[Start of Attachment]
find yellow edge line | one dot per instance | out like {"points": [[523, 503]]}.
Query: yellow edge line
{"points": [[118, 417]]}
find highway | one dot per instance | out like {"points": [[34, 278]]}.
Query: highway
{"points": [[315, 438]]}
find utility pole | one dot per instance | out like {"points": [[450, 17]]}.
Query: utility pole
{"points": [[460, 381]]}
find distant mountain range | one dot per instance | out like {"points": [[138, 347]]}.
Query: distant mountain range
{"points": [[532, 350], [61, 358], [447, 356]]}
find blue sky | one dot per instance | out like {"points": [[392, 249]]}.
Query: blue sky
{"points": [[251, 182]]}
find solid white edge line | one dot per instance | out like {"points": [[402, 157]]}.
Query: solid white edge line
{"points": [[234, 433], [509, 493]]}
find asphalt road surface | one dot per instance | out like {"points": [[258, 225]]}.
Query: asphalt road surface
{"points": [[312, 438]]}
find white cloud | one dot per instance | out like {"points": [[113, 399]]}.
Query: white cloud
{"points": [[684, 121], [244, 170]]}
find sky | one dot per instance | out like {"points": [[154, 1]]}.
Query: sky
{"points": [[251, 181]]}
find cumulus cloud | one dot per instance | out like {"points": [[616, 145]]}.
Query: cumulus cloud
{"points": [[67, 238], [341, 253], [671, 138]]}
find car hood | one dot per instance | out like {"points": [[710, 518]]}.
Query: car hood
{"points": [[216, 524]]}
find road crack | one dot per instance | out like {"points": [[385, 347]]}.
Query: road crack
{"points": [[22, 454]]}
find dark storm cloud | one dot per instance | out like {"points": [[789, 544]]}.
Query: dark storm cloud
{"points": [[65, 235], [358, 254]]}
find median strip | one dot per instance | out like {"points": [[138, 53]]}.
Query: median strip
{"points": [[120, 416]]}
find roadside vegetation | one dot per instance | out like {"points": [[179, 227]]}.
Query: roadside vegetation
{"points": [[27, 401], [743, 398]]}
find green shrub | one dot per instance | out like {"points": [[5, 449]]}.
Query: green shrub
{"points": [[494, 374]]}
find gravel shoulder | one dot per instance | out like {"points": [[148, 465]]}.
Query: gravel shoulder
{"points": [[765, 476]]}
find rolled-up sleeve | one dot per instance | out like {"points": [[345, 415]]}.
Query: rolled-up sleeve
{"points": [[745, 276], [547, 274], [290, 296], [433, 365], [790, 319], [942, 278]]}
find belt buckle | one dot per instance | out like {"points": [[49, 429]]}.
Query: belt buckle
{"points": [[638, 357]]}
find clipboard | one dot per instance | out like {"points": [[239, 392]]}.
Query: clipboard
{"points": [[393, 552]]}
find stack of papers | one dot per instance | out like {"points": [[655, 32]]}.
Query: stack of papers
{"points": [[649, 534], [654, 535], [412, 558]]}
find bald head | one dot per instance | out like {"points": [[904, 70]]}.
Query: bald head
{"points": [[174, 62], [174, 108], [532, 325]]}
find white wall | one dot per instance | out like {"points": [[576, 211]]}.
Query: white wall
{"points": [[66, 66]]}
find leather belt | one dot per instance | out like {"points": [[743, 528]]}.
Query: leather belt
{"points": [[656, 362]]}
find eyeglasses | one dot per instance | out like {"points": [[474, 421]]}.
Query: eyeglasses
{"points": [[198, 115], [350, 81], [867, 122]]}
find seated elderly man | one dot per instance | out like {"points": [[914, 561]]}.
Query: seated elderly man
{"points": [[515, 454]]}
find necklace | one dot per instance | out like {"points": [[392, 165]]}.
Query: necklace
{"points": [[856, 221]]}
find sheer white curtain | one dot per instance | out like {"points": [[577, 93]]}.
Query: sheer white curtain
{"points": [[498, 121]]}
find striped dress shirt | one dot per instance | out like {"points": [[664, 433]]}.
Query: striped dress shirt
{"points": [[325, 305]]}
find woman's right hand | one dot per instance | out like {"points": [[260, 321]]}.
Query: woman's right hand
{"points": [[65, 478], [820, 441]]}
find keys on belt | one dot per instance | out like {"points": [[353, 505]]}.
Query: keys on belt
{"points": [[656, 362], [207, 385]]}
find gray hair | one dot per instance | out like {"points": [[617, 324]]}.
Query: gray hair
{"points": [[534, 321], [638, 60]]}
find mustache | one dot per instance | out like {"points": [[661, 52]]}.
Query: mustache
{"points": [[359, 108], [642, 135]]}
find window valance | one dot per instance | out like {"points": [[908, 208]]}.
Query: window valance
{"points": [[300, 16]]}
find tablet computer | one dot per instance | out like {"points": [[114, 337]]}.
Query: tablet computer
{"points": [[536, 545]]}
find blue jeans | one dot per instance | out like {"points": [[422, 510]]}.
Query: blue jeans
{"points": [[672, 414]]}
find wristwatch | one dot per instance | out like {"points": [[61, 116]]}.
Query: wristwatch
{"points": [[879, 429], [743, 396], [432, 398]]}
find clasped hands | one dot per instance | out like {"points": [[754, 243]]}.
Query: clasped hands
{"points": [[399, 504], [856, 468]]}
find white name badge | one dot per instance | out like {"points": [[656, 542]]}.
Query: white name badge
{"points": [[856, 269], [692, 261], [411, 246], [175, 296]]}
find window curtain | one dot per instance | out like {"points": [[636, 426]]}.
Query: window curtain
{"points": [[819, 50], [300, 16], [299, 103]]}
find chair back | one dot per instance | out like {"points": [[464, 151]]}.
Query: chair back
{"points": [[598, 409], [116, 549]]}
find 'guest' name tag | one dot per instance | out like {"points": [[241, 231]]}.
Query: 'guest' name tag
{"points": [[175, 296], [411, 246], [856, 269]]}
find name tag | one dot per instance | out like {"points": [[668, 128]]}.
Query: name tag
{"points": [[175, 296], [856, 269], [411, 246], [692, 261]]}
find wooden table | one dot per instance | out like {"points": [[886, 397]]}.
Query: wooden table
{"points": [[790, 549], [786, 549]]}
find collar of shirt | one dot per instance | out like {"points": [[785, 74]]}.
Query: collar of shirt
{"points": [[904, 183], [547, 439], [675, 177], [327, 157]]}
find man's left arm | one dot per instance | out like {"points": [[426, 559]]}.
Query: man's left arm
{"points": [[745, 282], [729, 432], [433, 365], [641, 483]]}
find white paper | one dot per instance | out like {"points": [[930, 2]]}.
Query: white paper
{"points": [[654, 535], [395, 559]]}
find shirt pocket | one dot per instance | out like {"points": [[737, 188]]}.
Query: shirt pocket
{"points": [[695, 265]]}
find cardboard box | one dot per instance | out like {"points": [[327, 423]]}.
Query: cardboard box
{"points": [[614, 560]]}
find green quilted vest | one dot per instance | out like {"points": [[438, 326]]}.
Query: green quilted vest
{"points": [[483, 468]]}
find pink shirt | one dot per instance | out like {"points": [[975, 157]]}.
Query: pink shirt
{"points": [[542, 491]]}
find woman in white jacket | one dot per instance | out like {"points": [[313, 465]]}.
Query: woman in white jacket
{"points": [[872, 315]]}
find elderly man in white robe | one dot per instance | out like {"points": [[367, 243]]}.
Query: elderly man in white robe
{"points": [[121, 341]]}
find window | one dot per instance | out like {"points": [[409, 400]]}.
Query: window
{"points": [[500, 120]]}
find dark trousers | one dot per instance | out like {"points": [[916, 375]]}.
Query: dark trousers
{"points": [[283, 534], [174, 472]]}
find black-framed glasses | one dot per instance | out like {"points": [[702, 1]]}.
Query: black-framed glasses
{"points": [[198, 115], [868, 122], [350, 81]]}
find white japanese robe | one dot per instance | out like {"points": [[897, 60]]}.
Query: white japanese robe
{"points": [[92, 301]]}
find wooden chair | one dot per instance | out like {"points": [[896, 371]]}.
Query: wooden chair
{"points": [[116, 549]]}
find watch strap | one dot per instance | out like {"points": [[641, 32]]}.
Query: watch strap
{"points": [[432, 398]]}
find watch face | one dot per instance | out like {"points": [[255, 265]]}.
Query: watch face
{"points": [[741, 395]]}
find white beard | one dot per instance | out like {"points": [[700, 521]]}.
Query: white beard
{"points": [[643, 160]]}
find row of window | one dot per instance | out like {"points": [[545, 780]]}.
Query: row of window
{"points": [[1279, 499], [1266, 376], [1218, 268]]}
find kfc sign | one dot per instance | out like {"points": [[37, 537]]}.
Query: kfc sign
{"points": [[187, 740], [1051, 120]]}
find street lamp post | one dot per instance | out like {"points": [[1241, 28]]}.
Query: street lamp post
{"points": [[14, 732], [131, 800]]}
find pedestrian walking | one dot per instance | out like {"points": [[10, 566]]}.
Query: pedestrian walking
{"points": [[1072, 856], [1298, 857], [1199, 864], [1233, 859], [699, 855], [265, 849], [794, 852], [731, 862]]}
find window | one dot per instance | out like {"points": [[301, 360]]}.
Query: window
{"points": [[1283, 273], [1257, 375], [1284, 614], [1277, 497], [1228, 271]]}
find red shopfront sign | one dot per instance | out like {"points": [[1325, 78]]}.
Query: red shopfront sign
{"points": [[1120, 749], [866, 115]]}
[End of Attachment]
--- WORK TO BE COMPLETED ---
Among the entries above, the line containing "find green quilted", the line containing "find watch strap", and all lines between them are to be restated word for word; nothing else belongs in the reply.

--- ANSWER AREA ---
find green quilted vest | one dot per instance | out like {"points": [[438, 326]]}.
Query: green quilted vest
{"points": [[483, 468]]}
find pink shirt | one dot per instance | out like {"points": [[975, 157]]}.
Query: pink shirt
{"points": [[542, 491]]}
find woman in white jacket | one dot per instance | out like {"points": [[313, 465]]}.
Query: woman in white jacket
{"points": [[872, 315]]}
find elderly man in white robe | one dot per instance | out like {"points": [[367, 243]]}.
Query: elderly man in white robe
{"points": [[121, 341]]}
find window | one dot per instance | out like {"points": [[409, 400]]}.
Query: window
{"points": [[500, 120]]}
find dark trousers | one dot per instance | out like {"points": [[916, 375]]}.
Query: dark trousers
{"points": [[283, 534], [174, 472]]}
find black-framed glasses | one dot per instance | out like {"points": [[702, 1]]}.
Query: black-framed glasses
{"points": [[198, 115], [868, 122], [350, 81]]}
find white japanese robe | one dot per instance | out like {"points": [[897, 60]]}.
Query: white japanese robe
{"points": [[92, 301]]}
find wooden chair | one dot per instance | out like {"points": [[896, 371]]}.
Query: wooden chair
{"points": [[116, 549]]}
find watch strap | one dot per instance | out like {"points": [[641, 32]]}.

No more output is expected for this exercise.